### Goal of the exercise
Could you set down exactly the lines in the records below between the line holding "Labeling guideline: look at the image above and mark any pale" and the line holding "any rose petal", inclusive?

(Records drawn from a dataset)
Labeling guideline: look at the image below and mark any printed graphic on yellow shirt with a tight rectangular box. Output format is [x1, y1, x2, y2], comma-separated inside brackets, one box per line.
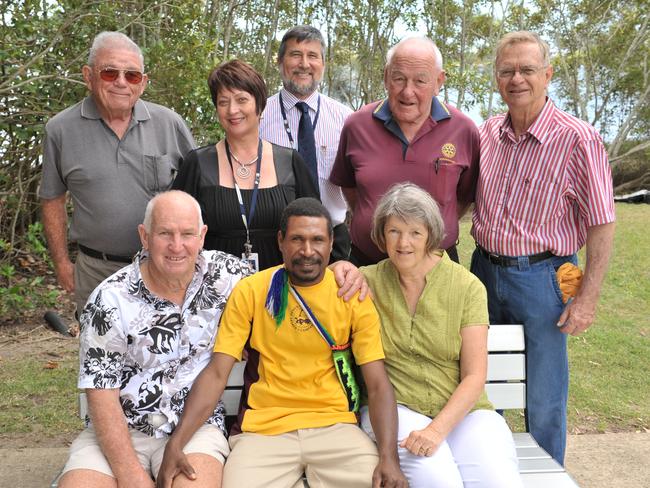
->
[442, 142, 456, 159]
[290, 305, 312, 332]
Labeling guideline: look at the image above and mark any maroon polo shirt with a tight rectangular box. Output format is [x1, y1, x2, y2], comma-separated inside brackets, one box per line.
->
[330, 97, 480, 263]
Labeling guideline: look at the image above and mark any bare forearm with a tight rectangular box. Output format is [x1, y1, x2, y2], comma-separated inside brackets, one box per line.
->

---

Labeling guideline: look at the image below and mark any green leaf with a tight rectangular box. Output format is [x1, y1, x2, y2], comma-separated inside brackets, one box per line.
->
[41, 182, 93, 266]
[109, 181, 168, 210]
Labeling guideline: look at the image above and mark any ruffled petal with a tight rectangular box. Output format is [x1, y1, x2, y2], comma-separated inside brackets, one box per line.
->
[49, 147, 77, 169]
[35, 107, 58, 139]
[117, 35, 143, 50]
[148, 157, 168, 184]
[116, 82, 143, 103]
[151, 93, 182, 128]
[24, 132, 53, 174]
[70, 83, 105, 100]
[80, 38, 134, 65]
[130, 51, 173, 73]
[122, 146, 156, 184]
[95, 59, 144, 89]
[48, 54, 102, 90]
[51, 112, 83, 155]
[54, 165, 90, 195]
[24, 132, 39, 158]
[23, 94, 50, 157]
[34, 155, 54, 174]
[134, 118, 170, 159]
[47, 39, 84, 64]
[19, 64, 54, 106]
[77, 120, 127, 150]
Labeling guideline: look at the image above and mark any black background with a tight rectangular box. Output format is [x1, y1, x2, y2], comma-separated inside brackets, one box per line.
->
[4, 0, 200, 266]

...

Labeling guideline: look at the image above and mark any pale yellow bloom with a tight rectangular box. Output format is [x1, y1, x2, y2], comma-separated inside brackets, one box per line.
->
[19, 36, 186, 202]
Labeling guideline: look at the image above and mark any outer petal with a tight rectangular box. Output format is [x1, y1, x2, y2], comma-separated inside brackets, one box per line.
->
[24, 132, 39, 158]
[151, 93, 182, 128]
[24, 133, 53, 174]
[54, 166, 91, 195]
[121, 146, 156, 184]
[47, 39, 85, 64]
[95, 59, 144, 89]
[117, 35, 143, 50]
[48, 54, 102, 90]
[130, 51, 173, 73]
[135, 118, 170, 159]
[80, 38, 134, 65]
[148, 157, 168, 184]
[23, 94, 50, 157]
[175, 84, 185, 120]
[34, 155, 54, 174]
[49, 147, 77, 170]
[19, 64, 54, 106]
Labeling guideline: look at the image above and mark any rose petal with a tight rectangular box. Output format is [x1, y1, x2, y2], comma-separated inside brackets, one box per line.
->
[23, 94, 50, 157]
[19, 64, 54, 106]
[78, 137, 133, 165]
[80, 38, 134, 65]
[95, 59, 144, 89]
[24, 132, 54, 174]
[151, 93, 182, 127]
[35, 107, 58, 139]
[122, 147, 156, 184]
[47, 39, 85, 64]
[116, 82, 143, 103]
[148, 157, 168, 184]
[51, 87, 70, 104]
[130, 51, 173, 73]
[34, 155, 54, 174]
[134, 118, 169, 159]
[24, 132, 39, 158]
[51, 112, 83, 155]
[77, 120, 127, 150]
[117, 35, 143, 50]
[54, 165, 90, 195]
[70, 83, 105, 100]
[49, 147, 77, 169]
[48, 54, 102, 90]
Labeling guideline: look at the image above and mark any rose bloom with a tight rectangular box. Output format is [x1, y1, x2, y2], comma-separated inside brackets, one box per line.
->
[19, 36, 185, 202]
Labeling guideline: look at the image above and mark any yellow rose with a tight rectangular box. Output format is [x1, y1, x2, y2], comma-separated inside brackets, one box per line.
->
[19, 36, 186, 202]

### Exercise answer
Labeling guideline: look at the image above and mark any pale yellow bloom with a tight rectangular box. Output format is [x1, y1, x2, y2], comma-separated inside brackets, one box per line.
->
[19, 36, 186, 202]
Labeling guideline: look at the image above and mark any outer petal with a tight rectangular box. Output format is [x1, y1, x2, y2], comma-separated inside brackets, one box per line.
->
[24, 132, 39, 158]
[151, 93, 182, 128]
[24, 133, 53, 174]
[54, 166, 91, 195]
[121, 146, 156, 184]
[47, 39, 85, 64]
[95, 59, 144, 89]
[117, 35, 143, 50]
[48, 54, 102, 90]
[130, 51, 173, 73]
[135, 118, 170, 159]
[80, 38, 134, 65]
[148, 157, 168, 184]
[23, 94, 50, 157]
[175, 84, 185, 120]
[34, 155, 54, 174]
[49, 147, 77, 170]
[19, 64, 54, 106]
Labeling guideline: look at the image above and mark any rose petal with a tight rectangular box. Output format is [x1, y1, x2, y2], comma-separated inside brackets, one box per line.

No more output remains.